- To do -
In the records below, tally every line containing "base". Report only the total.

Records excerpted from a collection:

★ ★ ★ ★ ★ ★ ★

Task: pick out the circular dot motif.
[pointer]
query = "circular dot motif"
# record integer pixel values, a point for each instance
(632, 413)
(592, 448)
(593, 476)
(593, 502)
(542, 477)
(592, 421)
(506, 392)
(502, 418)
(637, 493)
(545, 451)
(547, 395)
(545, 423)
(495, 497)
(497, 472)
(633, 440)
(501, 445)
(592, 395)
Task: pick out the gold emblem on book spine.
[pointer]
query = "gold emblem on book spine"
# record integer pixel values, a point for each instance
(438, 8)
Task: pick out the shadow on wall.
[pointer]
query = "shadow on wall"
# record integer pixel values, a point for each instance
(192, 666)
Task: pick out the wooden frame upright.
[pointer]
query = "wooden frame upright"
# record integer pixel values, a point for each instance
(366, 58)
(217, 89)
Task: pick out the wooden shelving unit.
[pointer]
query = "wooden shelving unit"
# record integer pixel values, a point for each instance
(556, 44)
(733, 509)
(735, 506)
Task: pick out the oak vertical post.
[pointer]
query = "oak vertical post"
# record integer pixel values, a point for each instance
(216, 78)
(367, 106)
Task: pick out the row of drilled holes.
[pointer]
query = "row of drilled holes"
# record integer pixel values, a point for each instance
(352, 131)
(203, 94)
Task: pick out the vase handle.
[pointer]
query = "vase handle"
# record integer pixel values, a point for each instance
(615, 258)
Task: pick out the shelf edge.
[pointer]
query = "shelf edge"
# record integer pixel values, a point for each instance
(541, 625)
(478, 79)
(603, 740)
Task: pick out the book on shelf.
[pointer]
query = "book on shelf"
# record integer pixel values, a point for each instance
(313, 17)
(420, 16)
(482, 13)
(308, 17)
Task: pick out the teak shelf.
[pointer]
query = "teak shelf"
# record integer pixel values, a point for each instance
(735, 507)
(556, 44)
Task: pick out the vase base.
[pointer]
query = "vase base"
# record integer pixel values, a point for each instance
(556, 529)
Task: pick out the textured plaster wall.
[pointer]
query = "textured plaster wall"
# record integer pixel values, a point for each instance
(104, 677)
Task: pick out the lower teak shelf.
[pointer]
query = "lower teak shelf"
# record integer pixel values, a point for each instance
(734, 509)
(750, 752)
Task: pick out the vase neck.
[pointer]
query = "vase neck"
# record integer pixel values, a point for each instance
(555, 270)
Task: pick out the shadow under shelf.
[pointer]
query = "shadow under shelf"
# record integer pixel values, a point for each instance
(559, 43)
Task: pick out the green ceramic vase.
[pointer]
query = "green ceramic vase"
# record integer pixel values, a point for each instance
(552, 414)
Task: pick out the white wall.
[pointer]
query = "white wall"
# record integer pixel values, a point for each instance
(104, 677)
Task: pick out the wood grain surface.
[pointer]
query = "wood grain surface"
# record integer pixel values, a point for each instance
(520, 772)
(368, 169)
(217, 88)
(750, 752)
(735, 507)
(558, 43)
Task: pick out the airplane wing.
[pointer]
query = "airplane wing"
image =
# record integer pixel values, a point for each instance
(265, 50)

★ ★ ★ ★ ★ ★ ★

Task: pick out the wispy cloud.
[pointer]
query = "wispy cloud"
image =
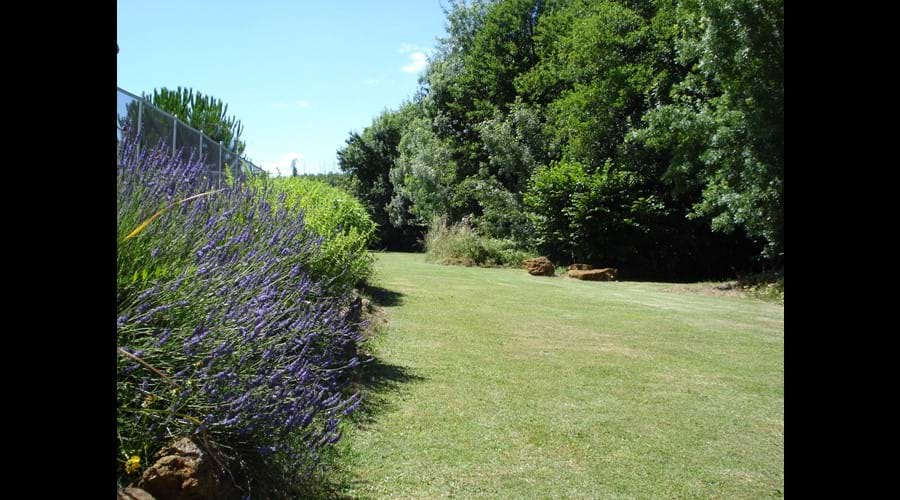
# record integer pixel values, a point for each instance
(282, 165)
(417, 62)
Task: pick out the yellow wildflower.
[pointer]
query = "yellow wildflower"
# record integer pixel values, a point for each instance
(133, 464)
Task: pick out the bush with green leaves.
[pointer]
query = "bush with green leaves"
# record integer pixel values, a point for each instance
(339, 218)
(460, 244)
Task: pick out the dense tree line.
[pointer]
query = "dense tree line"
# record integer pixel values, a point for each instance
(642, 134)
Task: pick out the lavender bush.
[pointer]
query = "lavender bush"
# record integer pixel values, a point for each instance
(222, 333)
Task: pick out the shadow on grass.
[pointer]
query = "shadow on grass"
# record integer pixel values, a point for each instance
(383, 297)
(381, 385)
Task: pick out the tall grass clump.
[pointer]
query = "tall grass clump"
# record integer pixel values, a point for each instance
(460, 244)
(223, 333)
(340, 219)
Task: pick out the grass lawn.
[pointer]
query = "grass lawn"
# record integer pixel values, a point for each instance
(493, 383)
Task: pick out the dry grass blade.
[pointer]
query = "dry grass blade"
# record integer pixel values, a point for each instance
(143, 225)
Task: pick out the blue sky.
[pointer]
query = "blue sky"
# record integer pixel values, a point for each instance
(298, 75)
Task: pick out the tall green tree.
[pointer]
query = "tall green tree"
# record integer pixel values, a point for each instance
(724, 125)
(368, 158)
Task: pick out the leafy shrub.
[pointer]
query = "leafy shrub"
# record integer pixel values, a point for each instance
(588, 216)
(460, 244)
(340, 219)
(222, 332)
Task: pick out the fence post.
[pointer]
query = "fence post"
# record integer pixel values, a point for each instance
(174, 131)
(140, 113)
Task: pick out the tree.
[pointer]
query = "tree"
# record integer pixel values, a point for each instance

★ ★ ★ ★ ★ ★ ★

- Written reply -
2